◆ **Location identification entries**:
------------------------------------------------------------------------
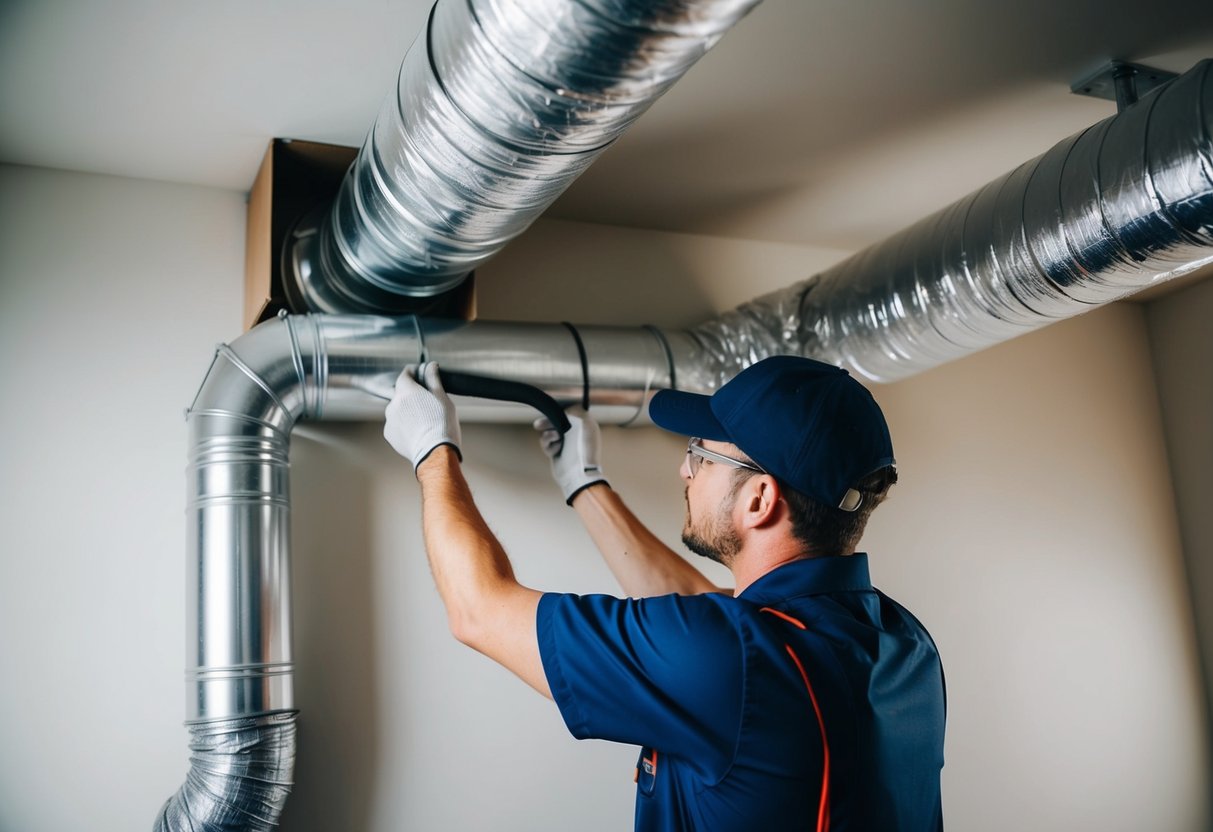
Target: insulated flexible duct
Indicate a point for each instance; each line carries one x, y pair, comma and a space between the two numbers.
1123, 205
240, 704
500, 104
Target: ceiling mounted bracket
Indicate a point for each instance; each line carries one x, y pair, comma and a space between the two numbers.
1121, 81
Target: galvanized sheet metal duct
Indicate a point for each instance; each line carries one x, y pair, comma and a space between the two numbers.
1123, 205
240, 702
499, 107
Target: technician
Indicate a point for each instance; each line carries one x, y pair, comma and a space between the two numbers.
803, 699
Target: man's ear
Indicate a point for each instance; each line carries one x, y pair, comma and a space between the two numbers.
761, 501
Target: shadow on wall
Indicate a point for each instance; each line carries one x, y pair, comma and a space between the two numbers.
335, 631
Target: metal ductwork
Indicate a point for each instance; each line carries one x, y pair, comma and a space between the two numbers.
1121, 206
240, 701
499, 107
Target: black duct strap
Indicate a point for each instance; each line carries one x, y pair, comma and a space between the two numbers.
585, 364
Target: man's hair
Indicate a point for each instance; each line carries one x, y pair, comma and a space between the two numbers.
826, 530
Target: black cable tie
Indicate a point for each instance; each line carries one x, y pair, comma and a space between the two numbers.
585, 364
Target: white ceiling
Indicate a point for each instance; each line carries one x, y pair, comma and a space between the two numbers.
826, 123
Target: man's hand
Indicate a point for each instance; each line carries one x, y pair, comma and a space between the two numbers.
421, 417
574, 462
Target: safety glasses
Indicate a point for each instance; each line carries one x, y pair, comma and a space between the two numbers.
696, 454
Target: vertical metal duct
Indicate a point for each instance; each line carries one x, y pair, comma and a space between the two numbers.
499, 107
1123, 205
240, 702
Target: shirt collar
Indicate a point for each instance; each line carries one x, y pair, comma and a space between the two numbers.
810, 576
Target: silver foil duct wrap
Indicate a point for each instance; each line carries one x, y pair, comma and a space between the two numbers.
500, 104
239, 776
1123, 205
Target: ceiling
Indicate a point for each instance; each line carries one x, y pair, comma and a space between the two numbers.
824, 123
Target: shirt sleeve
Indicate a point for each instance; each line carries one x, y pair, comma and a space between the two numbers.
661, 672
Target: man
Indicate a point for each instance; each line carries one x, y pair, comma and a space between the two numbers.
802, 700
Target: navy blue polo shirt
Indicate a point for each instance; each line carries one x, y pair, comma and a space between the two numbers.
809, 701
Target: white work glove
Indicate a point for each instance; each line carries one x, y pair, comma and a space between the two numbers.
421, 417
574, 463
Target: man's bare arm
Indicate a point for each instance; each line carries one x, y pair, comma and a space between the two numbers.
485, 605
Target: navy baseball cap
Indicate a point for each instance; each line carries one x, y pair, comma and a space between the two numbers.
806, 422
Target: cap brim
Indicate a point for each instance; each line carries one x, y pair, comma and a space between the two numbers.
689, 414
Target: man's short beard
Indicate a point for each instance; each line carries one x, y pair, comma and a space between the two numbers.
722, 543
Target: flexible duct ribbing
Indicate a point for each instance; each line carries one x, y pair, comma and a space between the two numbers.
500, 104
239, 677
1123, 205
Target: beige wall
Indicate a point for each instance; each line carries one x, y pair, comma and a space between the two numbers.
1182, 343
1034, 533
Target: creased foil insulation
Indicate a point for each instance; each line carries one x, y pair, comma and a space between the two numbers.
1123, 205
239, 776
500, 104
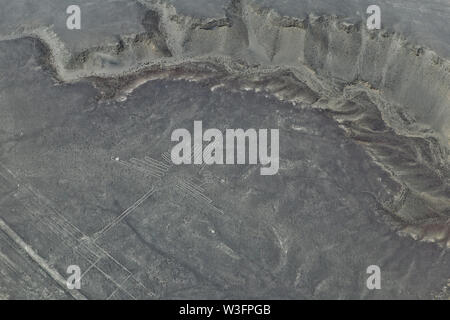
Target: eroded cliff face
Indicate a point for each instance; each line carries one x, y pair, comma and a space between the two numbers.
389, 95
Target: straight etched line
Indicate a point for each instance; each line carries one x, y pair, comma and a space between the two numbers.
53, 273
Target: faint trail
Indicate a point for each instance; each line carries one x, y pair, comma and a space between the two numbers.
133, 207
54, 274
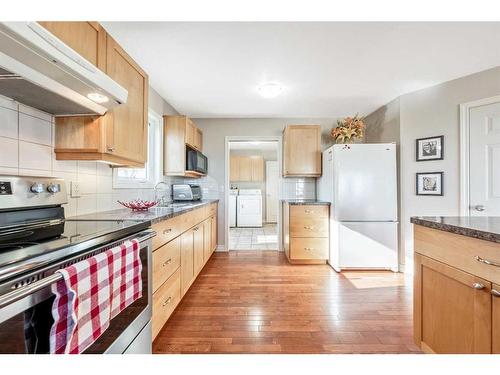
------------------------------------------------------------------------
◆ **Exercise**: Find and copy every line of the material that contains the string "black", treating uppercase and lowercase as different.

◆ **Written solution**:
Target: black duct strap
Target: black cable tie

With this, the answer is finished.